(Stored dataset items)

::::

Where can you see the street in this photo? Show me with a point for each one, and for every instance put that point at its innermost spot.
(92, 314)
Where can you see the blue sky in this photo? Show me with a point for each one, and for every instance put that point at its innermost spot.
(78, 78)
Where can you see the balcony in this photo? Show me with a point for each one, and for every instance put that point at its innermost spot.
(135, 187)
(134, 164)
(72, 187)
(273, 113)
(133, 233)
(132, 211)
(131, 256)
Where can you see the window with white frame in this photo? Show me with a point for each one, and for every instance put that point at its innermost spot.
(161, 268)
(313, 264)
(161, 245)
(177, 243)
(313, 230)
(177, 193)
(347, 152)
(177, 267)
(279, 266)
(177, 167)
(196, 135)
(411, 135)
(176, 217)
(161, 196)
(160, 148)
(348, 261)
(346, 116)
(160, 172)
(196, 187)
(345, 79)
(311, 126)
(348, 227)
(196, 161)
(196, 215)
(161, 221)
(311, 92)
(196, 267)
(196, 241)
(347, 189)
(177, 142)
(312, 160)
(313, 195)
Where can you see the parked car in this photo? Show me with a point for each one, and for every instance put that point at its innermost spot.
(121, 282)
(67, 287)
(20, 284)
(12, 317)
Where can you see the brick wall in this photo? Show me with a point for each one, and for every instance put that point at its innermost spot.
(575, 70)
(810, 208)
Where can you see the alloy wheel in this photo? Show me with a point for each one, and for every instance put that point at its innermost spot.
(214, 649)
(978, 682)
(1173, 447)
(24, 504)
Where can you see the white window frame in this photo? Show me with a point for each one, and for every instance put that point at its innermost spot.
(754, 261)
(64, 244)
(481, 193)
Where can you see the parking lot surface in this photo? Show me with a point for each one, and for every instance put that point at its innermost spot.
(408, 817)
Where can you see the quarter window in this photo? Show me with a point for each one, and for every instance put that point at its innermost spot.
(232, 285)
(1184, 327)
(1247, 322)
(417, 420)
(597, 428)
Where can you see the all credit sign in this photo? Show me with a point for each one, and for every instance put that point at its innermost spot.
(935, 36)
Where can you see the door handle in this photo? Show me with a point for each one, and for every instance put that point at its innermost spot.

::::

WHAT THE EXERCISE ASKS:
Only those lines running from the one containing "Where can you see the white" through the last line of the data above are to be copied, exactly, with both ends included.

RESPONSE TO THIS TASK:
Where can you see the white window frame in this photo? Show me with a point for each one, and for every instance put that point at its innermost spot.
(754, 261)
(64, 244)
(481, 193)
Where can you see the parking lot surface in this photo? Show me with a point for each one, and for every instance put that point at its innermost spot.
(408, 817)
Where can you see the quarter window in this photo? Show me with a point for each one, and for every instance put that point at its innermost spot.
(232, 285)
(1184, 327)
(1247, 322)
(417, 420)
(597, 428)
Where can you see the all credit sign in this photo? Show me with a point for each one, and for every instance put that point at its innermost spot.
(935, 36)
Where can you see the door handle in this photo? Show me with a point for each one, and for every instance put that point at its innermost spot.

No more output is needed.